Rewrite the material starting with the line that contains "the heron's body" and going on through the line that contains "[[276, 24]]", putting "stony shore" wherever "rocky shore" appears and leaving everything else as it is.

··········

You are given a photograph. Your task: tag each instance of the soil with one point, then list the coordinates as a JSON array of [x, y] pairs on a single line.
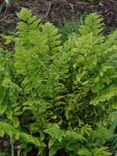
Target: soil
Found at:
[[59, 10]]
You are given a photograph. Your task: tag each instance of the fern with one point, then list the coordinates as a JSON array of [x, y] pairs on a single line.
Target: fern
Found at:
[[57, 95]]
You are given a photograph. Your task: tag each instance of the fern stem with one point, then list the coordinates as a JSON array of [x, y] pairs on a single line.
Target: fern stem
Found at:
[[12, 149]]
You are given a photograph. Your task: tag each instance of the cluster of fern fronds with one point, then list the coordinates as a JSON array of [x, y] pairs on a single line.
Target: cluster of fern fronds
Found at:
[[58, 95]]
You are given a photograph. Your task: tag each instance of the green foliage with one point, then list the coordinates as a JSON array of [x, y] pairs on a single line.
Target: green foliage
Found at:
[[59, 96]]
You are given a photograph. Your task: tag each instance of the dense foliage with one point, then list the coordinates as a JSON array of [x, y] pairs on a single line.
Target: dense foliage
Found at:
[[59, 97]]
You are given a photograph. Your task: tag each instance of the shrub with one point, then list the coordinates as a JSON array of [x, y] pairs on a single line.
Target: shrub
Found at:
[[59, 97]]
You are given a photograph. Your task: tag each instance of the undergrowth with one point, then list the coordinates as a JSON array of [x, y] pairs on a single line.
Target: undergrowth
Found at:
[[59, 96]]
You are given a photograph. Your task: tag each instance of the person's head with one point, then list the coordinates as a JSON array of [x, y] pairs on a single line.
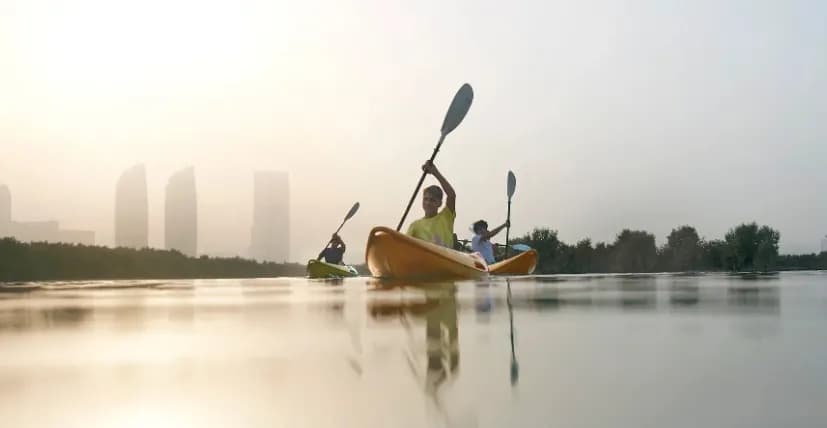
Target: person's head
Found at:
[[431, 200]]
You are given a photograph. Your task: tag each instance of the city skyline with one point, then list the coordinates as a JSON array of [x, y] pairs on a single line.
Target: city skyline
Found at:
[[181, 213], [37, 231], [132, 209], [642, 115], [270, 233]]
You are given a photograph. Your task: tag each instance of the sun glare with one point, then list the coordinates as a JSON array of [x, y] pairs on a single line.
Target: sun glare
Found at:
[[95, 45]]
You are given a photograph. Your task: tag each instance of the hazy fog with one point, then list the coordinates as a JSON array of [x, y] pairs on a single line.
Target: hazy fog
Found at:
[[638, 114]]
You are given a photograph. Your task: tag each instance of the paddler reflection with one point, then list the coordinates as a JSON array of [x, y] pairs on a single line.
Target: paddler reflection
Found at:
[[436, 303]]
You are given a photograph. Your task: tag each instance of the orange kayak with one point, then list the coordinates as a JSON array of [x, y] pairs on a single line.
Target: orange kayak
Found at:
[[391, 254], [521, 264]]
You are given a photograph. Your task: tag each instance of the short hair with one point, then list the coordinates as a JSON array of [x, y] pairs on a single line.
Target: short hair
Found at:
[[434, 191], [479, 225]]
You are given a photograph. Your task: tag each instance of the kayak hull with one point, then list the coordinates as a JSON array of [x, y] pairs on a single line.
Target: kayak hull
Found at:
[[394, 255], [320, 269], [521, 264]]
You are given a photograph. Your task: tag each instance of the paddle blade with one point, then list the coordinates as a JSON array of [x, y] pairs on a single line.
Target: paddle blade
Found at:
[[512, 184], [521, 247], [352, 211], [459, 108]]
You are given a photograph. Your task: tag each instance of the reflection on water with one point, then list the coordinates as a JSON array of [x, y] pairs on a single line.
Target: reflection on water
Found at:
[[579, 350]]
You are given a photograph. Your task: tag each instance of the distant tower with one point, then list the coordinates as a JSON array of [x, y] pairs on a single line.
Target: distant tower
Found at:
[[5, 211], [131, 209], [181, 213], [270, 235]]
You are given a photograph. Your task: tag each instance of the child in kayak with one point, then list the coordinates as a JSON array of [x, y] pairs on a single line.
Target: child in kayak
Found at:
[[481, 242], [335, 250], [437, 226]]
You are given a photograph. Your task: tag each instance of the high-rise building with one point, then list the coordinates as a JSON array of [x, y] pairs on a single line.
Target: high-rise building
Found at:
[[5, 211], [37, 231], [270, 234], [181, 213], [131, 209]]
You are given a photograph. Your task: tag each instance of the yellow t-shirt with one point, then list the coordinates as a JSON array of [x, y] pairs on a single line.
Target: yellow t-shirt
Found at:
[[438, 229]]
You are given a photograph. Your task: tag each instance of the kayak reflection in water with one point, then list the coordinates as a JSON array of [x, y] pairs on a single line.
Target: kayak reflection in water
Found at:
[[335, 250]]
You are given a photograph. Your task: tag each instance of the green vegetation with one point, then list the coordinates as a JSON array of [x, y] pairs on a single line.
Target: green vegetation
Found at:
[[45, 261], [746, 247]]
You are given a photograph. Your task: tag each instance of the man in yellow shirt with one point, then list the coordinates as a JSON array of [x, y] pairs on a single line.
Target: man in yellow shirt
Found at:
[[436, 226]]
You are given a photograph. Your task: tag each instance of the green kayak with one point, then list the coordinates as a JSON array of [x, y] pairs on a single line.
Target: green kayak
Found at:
[[320, 269]]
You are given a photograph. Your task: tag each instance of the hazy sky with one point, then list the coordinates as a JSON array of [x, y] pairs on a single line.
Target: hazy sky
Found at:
[[612, 114]]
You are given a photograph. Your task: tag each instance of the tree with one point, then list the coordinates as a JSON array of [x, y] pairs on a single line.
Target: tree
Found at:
[[545, 241], [634, 251], [767, 251], [683, 250], [752, 247]]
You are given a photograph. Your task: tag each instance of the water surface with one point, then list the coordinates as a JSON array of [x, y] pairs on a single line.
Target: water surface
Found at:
[[588, 351]]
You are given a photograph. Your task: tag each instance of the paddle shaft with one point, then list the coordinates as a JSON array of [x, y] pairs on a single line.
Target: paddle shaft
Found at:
[[331, 239], [508, 229], [418, 185]]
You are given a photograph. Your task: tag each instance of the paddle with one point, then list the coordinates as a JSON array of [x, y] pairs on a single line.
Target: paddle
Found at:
[[515, 368], [511, 186], [521, 247], [456, 112], [347, 217]]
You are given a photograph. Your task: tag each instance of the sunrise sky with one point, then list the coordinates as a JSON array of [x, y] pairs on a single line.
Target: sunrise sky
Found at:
[[612, 114]]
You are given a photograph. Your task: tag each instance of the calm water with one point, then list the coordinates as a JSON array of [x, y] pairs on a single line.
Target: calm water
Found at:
[[589, 351]]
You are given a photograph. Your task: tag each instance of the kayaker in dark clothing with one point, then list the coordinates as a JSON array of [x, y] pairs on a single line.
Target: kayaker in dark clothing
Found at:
[[335, 250]]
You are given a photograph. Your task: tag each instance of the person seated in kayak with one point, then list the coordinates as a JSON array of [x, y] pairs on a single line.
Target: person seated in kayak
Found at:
[[481, 242], [437, 226], [335, 250]]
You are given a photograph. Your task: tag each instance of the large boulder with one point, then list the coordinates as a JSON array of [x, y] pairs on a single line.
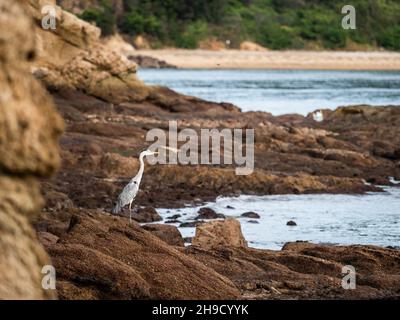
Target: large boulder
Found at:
[[29, 128], [218, 233], [106, 257]]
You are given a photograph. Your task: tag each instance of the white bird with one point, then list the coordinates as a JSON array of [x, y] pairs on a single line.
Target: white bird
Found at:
[[130, 191]]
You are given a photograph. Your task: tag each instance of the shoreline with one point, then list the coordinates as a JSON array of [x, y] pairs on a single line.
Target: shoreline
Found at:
[[278, 60]]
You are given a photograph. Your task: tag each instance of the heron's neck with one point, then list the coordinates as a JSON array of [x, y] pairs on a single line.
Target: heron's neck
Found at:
[[139, 175]]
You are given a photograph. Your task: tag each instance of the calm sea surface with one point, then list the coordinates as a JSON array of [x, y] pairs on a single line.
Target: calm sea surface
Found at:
[[281, 92], [335, 219]]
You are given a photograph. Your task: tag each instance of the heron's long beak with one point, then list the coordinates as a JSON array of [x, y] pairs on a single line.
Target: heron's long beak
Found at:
[[171, 149]]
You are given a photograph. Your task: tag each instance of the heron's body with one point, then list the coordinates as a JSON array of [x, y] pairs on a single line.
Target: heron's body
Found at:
[[130, 191]]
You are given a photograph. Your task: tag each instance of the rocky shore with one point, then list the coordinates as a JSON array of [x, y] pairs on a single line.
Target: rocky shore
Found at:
[[107, 111]]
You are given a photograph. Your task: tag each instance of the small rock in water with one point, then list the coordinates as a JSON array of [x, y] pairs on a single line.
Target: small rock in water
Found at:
[[251, 214], [207, 213], [173, 221], [174, 217], [252, 221], [190, 224], [147, 214], [188, 239]]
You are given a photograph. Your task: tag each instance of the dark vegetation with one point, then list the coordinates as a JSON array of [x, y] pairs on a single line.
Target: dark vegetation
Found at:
[[276, 24]]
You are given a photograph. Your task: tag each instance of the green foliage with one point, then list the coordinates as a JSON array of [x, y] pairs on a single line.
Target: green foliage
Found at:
[[135, 23], [277, 24], [104, 17], [193, 34]]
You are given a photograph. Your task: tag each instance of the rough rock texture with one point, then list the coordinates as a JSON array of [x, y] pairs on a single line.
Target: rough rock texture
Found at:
[[213, 234], [147, 214], [306, 271], [167, 233], [71, 36], [108, 113], [207, 213], [104, 257], [29, 128]]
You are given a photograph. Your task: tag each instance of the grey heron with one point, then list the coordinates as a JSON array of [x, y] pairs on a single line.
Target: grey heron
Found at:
[[130, 191]]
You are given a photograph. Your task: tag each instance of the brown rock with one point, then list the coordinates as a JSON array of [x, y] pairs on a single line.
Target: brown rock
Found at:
[[219, 233], [147, 214], [29, 128], [105, 257], [113, 164], [206, 213], [191, 224], [167, 233], [305, 270]]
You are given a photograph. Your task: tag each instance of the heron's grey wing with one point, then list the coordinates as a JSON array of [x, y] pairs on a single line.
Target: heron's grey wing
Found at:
[[127, 195]]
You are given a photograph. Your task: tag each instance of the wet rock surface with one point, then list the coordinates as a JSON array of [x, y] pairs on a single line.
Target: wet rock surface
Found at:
[[167, 233], [108, 112], [251, 214], [219, 233]]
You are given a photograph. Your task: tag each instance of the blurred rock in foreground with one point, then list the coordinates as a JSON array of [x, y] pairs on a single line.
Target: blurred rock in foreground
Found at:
[[29, 128]]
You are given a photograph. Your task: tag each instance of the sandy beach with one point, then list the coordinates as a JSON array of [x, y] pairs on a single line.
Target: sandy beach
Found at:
[[313, 60]]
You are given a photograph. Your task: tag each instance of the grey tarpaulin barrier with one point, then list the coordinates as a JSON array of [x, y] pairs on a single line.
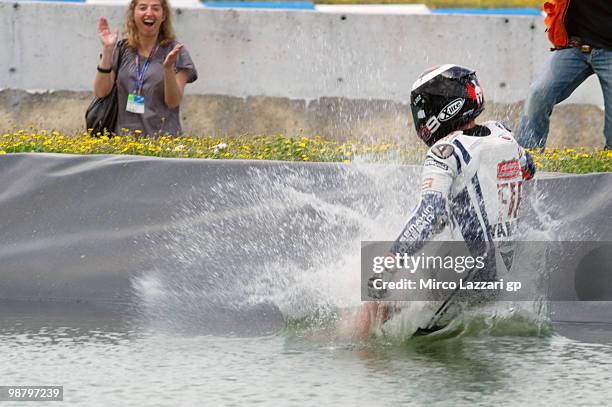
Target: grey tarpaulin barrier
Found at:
[[93, 228]]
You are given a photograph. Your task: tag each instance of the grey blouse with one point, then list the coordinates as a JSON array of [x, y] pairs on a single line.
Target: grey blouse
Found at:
[[157, 119]]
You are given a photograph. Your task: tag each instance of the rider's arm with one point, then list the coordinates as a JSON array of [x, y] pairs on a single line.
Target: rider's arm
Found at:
[[430, 215], [427, 219]]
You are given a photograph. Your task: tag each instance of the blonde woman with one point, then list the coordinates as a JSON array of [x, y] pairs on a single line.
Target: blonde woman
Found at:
[[153, 71]]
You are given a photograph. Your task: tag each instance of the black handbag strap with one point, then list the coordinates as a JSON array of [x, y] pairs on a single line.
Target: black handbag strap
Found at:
[[121, 46]]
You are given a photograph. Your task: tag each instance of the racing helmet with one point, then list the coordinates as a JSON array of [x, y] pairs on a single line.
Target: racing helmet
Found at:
[[443, 99]]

··········

Answer
You are given a photograph. Your task: tag each instance of the heron's body with one point, then list the coordinates as a JSON array of [x, y] pairs on a single line.
Target: heron's body
Found at:
[[130, 191]]
You are given a photograph. Your task: tag each instance of the stony shore with one point, then list the coordinates as a JSON array of [x, y] pairs on a single line.
Target: stony shore
Found at:
[[107, 111]]
You are given a photograph. Your task: tag each instance of the small rock in water with one point, then list the coordinates as a JSON array of [x, y] pairs on a single line.
Target: small rock in water
Found at:
[[251, 214], [207, 213], [173, 221], [174, 217], [252, 221], [190, 224], [147, 214], [188, 239]]
You are given a photograph. Your task: tag each instance of the dark vegetation with one point, then list the coordinates as a JSON array of [x, y] pairs on a single line.
Target: dark vegetation
Found at:
[[276, 24]]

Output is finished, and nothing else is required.